_What is asked_
Retype precisely the section of the data that starts at the line containing "<item>baseboard</item>, I would be grateful." and runs to its final line, ends included.

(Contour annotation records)
-=-=-

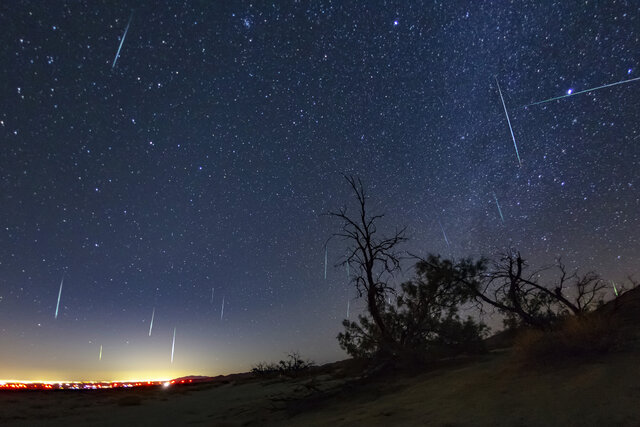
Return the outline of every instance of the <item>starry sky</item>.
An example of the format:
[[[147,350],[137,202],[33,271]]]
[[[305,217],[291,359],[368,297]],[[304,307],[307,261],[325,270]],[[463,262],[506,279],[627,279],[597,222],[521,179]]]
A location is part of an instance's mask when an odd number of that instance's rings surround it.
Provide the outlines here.
[[[0,379],[346,357],[341,174],[413,252],[638,272],[640,81],[525,107],[639,77],[636,2],[12,1],[0,26]]]

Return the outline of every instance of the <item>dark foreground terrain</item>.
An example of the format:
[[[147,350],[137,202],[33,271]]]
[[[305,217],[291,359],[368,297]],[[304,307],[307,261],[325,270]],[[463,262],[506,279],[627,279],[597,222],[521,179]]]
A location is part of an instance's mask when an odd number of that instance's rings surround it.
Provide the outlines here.
[[[323,372],[324,371],[324,372]],[[298,379],[174,389],[4,392],[2,425],[640,425],[640,352],[523,372],[507,352],[359,381],[335,364]]]
[[[240,374],[169,388],[5,391],[0,425],[640,426],[640,290],[621,300],[615,316],[629,345],[596,357],[523,367],[502,349],[366,378],[343,361],[298,378]]]

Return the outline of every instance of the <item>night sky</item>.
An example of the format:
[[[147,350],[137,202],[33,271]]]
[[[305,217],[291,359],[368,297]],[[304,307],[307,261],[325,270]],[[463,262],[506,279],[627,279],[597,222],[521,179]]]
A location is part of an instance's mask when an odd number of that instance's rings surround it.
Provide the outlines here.
[[[640,81],[524,107],[640,77],[637,2],[464,3],[2,2],[0,379],[346,357],[343,173],[407,250],[638,273]]]

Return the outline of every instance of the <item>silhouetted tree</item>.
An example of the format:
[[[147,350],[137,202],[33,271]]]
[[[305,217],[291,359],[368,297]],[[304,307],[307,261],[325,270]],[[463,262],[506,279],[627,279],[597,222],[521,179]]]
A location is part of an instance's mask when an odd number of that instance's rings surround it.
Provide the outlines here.
[[[433,273],[418,265],[415,278],[401,285],[396,304],[381,312],[398,358],[425,361],[483,348],[486,326],[471,318],[462,320],[458,314],[472,294],[454,291]],[[338,340],[345,351],[353,357],[376,355],[380,338],[375,324],[360,316],[359,322],[345,320],[343,325]]]
[[[400,269],[398,245],[405,242],[405,229],[395,230],[389,236],[378,231],[378,221],[384,214],[368,212],[368,196],[359,178],[345,176],[357,201],[357,210],[351,214],[346,207],[328,215],[341,222],[341,230],[334,236],[347,241],[348,247],[342,265],[349,264],[354,272],[352,282],[358,294],[365,296],[367,311],[375,324],[375,339],[384,351],[393,353],[395,342],[385,322],[383,311],[385,298],[392,291],[389,280]]]
[[[524,323],[538,329],[549,329],[567,314],[582,315],[602,302],[604,281],[594,272],[569,273],[558,260],[555,266],[531,270],[519,252],[501,255],[490,263],[487,259],[458,262],[430,255],[421,260],[420,268],[440,276],[448,287],[461,295],[472,295],[483,309],[495,307],[506,316],[506,323]],[[542,277],[556,269],[559,274],[551,283]]]

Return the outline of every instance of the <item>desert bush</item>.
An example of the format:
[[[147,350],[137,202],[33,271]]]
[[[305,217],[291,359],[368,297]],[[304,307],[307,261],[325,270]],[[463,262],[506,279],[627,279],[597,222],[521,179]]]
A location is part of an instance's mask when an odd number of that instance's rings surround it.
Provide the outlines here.
[[[305,360],[300,353],[293,351],[278,363],[257,363],[251,369],[251,373],[259,377],[295,376],[313,366],[315,366],[313,361]]]
[[[338,342],[349,355],[421,362],[483,349],[488,328],[458,314],[471,294],[452,292],[442,276],[417,267],[415,278],[401,284],[396,304],[386,304],[380,312],[387,327],[386,341],[368,316],[342,323],[344,332]]]
[[[592,313],[565,318],[552,331],[526,330],[515,341],[514,356],[528,365],[562,363],[620,348],[622,337],[611,316]]]

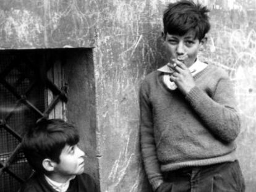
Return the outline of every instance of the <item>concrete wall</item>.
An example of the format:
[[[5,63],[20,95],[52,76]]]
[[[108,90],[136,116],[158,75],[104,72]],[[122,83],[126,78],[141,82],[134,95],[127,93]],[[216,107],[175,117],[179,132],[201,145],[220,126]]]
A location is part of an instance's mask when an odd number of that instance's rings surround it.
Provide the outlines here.
[[[146,74],[164,64],[159,41],[161,15],[171,1],[0,2],[2,48],[96,47],[96,134],[102,191],[148,191],[139,148],[137,92]],[[254,191],[256,1],[199,2],[211,9],[212,23],[208,46],[200,57],[227,69],[234,80],[243,115],[237,154],[247,191]]]

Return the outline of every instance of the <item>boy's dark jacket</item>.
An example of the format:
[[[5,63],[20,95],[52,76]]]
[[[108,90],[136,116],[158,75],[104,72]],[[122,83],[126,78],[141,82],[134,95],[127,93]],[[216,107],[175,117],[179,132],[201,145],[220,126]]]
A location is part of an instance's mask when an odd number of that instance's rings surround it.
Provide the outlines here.
[[[66,192],[99,192],[93,179],[87,173],[77,175],[69,183]],[[35,173],[19,192],[56,192],[46,182],[43,175]]]

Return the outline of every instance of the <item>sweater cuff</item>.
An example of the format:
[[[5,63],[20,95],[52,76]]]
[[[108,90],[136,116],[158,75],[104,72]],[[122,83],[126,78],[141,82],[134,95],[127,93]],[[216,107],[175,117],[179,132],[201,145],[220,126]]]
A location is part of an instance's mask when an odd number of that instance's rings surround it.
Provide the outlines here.
[[[162,177],[154,178],[150,181],[150,184],[152,186],[153,190],[155,191],[156,189],[163,183],[163,179]]]

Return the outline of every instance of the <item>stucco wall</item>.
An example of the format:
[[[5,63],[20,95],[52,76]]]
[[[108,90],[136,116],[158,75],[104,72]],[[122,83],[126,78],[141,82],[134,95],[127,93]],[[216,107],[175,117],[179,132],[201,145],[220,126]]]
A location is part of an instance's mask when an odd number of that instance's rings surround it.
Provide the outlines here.
[[[161,15],[167,0],[1,1],[0,47],[95,46],[97,156],[102,191],[148,191],[139,148],[138,88],[164,64]],[[234,80],[243,125],[237,156],[247,191],[256,185],[256,1],[201,0],[211,9],[200,54]],[[83,99],[84,98],[81,98]]]

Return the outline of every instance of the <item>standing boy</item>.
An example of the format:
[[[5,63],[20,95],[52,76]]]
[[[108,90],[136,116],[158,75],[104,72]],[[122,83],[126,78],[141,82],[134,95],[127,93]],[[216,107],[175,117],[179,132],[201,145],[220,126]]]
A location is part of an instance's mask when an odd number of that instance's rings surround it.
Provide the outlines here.
[[[141,84],[142,153],[155,191],[244,191],[232,83],[197,57],[210,28],[208,12],[190,1],[169,4],[162,33],[169,63]]]
[[[75,127],[61,119],[43,120],[29,130],[23,149],[35,172],[20,191],[99,191],[93,179],[83,173],[85,153],[79,141]]]

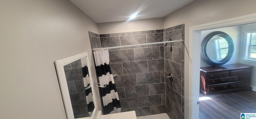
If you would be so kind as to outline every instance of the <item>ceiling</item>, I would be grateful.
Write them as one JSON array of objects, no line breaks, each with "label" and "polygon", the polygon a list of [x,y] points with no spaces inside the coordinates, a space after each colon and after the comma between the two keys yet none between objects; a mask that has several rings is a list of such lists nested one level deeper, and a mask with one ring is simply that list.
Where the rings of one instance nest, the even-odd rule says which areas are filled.
[{"label": "ceiling", "polygon": [[97,23],[164,17],[194,0],[70,0]]}]

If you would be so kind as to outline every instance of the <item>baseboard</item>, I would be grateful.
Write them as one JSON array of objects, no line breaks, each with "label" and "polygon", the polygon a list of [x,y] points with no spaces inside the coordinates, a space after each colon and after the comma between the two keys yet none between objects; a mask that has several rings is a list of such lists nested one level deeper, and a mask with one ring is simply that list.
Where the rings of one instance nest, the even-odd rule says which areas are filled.
[{"label": "baseboard", "polygon": [[251,87],[252,87],[252,90],[256,92],[256,86],[252,86],[251,85]]}]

-=-=-

_Reply_
If you would be so kind as to outline every instance of the <item>baseboard</item>, I would be grateful.
Write them as one JSON array of objects, no line breaks, each with "label" and "polygon", the polygon a list of [x,y] points with no spaces inside the coordinates, a space after each colon and after the comma between the two keys yet none between objects; a mask that has several rings is a list of such lists nested one level deeper, and a mask with one ring is simply that list.
Where the rings of one instance nest, the even-odd rule says which areas are filled.
[{"label": "baseboard", "polygon": [[251,87],[252,87],[252,90],[256,92],[256,86],[252,86],[251,85]]}]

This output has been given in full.